When it comes to forming friendships, it's also important to consider not only where you're at in your life mentally and emotionally, but also physically. Just as youthful relationships are formed through school, university and clubs, friendships as you grow older are often borne out of proximity and necessity.
"Friends are really salient in our adolescence and emerging adulthood, whereas partners, parents and children take priority as we get older," says Dr Sarah Rasmi, psychologist and managing director at Thrive Wellbeing Centre. "Our time becomes more limited as we age, and since our friendships lack a formal structure and consistent expectations we often emphasise other key relationships and responsibilities. We often see that people form friendships with co-workers and their children’s friend’s parents. These types of friendships are based on some common ground and also allow us to be efficient in our time."
The benefits of quality relationships
“An exploratory study done by Ambers and Fowers identifies the characteristics of our friendships based on affinity, utility, pleasure and virtue,” says Dharamshi. “As we move through life, we place value on various characteristics of these relationships.”
The characteristics that constitute a good friendship are subjective. Although we are most likely to cite attributes such as kindness, loyalty and generosity in what we look for in friends, the minutiae of that relationship is personal to those in it.

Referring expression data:
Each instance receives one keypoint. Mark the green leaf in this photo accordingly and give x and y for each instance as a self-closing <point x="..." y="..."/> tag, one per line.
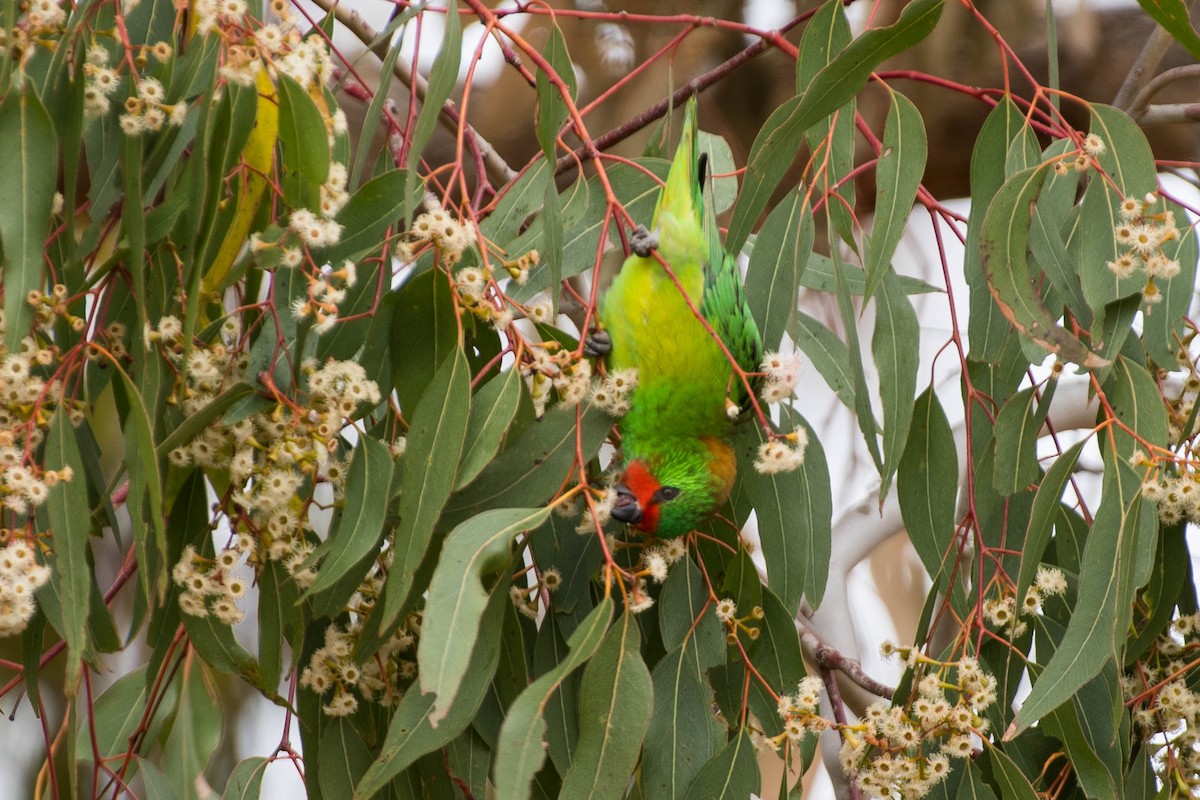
<point x="1009" y="779"/>
<point x="304" y="143"/>
<point x="795" y="519"/>
<point x="442" y="82"/>
<point x="469" y="759"/>
<point x="988" y="330"/>
<point x="897" y="358"/>
<point x="1129" y="166"/>
<point x="423" y="336"/>
<point x="534" y="464"/>
<point x="682" y="734"/>
<point x="777" y="655"/>
<point x="819" y="275"/>
<point x="898" y="174"/>
<point x="412" y="733"/>
<point x="456" y="597"/>
<point x="1101" y="620"/>
<point x="552" y="110"/>
<point x="343" y="758"/>
<point x="522" y="749"/>
<point x="1164" y="323"/>
<point x="431" y="459"/>
<point x="515" y="202"/>
<point x="492" y="410"/>
<point x="370" y="211"/>
<point x="195" y="733"/>
<point x="721" y="169"/>
<point x="358" y="529"/>
<point x="730" y="775"/>
<point x="777" y="264"/>
<point x="70" y="517"/>
<point x="246" y="780"/>
<point x="615" y="710"/>
<point x="1017" y="444"/>
<point x="928" y="482"/>
<point x="1002" y="247"/>
<point x="118" y="714"/>
<point x="145" y="482"/>
<point x="1173" y="16"/>
<point x="157" y="787"/>
<point x="775" y="146"/>
<point x="827" y="353"/>
<point x="27" y="185"/>
<point x="1135" y="398"/>
<point x="193" y="425"/>
<point x="1042" y="516"/>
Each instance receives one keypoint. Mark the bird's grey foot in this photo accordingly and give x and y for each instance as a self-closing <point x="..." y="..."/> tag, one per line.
<point x="597" y="343"/>
<point x="643" y="241"/>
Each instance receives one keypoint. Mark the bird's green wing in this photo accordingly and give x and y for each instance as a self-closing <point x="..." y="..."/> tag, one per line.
<point x="724" y="304"/>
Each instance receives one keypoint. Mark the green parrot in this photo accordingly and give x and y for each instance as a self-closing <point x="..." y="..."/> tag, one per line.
<point x="678" y="462"/>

EXERCISES:
1. Answer these questions from the friendship text:
(a) What role does Dr Sarah Rasmi hold at Thrive Wellbeing Centre?
(b) On which four characteristics does the study by Ambers and Fowers base friendships?
(c) Which three attributes are people most likely to cite as what they look for in friends?
2. Go on with the text about friendship from its final sentence.

RESPONSES FOR EACH TASK:
1.
(a) She is a psychologist and managing director there.
(b) Affinity, utility, pleasure and virtue.
(c) Kindness, loyalty and generosity.

2.
“Surround yourself with someone who is as happy for your happiness as you are for your happiness,” Winfrey has said of the attributes she looks for. “You need friends that are happy in their own lives so that they can actually be authentically happy for you.”
While looking to others for the benefits they bring to a friendship, it is also important to look at yourself, keeping in mind the changes you personally go through that will affect your friendships.
“An important player is personal growth,” says Iwaza. “Not only do your circumstances change, but those circumstances may also induce in you paradigm shifts and growth in directions other than the ones you were in when the friendship started.”
Brocq says: “Quality friendships show that you are gaining in maturity. The healthiest people manage to hold on to the friendships that nourish them, whilst forming new connections at the same time. New connections that are more in line with their adult personality and goals in life.”
Does having more friends make you happier?
In a word – no. When it comes to friendships, experts universally agree that quality trumps quantity every time. Rather than looking at numbers, we should look at the attributes of others, as well as checking in with what you’re getting from the relationship.
“Healthy, mutual friendships are crucial for our mental health,” says Dharamshi. “They prevent loneliness, allow us to share our worries, and help foster respect and trust. They can also help increase our overall sense of belonging and purpose.”
Iwaza says: “It is the quality of the connection that counts. A friendship can create a space where you can be yourself and be vulnerable; a space where you can bring your wounds to share your healing along your journey; a chance to love yourself, and the other, and to mature in the process. This safe place that friendship provides is personal and unique, and cannot possibly be shared by a big number of acquaintances.”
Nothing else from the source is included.